(Pointing dataset excerpts)
^^^^^^^^^^^^^^^^

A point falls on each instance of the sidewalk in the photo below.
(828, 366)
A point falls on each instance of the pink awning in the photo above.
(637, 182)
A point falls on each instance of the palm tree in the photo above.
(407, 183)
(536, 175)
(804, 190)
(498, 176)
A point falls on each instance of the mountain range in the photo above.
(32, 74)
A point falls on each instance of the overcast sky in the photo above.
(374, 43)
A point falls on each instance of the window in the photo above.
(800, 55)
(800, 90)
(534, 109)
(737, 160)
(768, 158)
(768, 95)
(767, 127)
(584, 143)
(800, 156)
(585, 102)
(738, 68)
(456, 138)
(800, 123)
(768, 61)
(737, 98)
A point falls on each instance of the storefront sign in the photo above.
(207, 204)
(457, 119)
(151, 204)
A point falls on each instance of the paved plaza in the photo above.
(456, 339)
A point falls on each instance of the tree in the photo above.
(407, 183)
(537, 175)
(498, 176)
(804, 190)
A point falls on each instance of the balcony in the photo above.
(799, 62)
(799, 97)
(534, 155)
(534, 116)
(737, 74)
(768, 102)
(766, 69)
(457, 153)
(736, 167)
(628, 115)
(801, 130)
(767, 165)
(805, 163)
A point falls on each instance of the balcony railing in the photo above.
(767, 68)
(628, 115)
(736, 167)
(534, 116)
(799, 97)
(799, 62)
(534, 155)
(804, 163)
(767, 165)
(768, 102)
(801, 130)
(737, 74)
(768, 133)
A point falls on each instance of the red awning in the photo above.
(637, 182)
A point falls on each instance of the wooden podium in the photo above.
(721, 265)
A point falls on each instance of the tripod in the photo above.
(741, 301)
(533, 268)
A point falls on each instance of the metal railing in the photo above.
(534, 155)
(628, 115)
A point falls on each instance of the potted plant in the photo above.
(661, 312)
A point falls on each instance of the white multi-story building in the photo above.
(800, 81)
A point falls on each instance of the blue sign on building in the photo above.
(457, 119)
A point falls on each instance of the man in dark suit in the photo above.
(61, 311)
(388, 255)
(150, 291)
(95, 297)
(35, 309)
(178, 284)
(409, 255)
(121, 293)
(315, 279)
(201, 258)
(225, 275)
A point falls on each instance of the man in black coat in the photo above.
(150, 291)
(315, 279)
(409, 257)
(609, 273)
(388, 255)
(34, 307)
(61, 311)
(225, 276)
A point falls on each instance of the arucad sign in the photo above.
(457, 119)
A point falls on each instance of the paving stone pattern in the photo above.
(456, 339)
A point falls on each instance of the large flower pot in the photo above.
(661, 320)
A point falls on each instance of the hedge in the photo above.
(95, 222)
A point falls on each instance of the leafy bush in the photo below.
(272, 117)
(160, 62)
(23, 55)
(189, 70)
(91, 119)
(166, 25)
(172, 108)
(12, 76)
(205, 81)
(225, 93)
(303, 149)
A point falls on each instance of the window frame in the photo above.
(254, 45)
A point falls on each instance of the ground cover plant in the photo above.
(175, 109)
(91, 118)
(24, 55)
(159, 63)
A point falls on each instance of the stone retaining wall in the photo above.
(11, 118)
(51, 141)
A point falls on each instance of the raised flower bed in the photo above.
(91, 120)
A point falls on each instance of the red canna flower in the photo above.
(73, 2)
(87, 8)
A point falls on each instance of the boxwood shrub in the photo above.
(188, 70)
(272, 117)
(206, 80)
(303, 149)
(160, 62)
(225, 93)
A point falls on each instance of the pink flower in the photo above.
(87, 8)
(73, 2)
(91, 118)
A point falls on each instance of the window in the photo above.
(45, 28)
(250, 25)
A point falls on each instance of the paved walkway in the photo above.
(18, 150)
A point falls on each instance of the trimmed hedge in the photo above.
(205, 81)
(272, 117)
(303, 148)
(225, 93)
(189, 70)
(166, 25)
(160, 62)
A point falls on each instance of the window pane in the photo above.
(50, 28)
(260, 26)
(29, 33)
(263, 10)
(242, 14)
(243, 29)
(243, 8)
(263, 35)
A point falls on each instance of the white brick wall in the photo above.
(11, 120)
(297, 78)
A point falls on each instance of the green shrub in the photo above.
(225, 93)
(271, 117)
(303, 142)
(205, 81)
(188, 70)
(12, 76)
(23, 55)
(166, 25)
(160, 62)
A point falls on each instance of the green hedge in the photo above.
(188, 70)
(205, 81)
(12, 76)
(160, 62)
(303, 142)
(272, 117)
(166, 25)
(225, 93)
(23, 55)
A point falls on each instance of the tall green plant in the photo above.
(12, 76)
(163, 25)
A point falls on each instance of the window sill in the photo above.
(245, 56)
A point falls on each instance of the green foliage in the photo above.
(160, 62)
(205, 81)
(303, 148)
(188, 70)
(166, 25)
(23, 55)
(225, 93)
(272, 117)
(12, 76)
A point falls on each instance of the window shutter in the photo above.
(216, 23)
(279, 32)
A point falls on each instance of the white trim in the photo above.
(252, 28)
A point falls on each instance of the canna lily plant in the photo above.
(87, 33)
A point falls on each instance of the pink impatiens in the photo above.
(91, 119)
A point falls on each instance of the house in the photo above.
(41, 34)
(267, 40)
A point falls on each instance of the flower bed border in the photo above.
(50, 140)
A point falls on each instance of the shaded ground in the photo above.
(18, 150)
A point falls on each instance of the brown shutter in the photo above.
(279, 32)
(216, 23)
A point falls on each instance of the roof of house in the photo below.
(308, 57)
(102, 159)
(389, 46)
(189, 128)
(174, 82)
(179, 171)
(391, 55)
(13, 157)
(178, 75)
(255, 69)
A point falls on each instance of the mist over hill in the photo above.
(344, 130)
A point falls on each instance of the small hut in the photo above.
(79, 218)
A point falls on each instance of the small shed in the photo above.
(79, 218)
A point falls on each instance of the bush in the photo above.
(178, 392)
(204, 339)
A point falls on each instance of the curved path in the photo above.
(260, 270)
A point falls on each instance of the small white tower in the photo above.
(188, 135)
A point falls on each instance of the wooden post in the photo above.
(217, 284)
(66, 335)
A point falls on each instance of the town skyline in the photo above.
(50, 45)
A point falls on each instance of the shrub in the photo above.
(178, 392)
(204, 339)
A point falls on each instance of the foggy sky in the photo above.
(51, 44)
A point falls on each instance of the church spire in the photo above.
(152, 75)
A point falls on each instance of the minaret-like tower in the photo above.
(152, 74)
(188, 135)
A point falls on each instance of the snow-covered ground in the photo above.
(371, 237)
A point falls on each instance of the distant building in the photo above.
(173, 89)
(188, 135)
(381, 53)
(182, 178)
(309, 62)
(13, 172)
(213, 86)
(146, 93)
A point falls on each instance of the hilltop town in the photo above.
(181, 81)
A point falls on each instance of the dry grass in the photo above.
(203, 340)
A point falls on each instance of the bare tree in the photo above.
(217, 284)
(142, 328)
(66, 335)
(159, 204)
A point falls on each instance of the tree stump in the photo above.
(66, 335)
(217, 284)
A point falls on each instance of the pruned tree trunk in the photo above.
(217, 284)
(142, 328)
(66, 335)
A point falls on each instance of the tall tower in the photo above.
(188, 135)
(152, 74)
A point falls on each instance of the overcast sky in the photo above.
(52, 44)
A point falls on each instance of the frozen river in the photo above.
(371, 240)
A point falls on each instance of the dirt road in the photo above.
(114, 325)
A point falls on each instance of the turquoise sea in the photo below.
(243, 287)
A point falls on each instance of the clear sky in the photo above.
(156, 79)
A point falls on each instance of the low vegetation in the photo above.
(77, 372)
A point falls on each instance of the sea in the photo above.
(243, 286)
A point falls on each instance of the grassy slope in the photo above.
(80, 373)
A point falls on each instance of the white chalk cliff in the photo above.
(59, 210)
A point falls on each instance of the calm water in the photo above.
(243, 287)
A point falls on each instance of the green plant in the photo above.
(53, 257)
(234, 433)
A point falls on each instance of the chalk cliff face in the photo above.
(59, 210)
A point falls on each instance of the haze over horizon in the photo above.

^^^^^^^^^^^^^^^^

### Given problem
Print from the line containing "A point falls on each instance of the tall tower" to the last line above, exactly as written.

### Answer
A point falls on each instance of the tall tower in the photo above.
(188, 135)
(152, 74)
A point falls on each instance of the overcast sky in the photo above.
(52, 44)
A point falls on each instance of the frozen river in the photo above.
(371, 240)
A point falls on each instance of the dirt road in the photo above.
(114, 325)
A point falls on each instance of the turquoise sea in the photo below.
(243, 287)
A point falls on each instance of the clear sky in the photo above.
(156, 79)
A point falls on each instance of the low vegetation in the photo above.
(77, 372)
A point falls on each instance of the sea in the photo above.
(243, 286)
A point falls on each instance of the grassy slope in the photo above.
(80, 373)
A point falls on each instance of the white chalk cliff in the photo above.
(59, 210)
A point falls on each instance of the calm water in the photo above.
(243, 287)
A point falls on each instance of the green plant in the photo above.
(53, 257)
(234, 433)
A point falls on each instance of the chalk cliff face in the photo above.
(59, 210)
A point falls on each instance of the haze over horizon in the photo above.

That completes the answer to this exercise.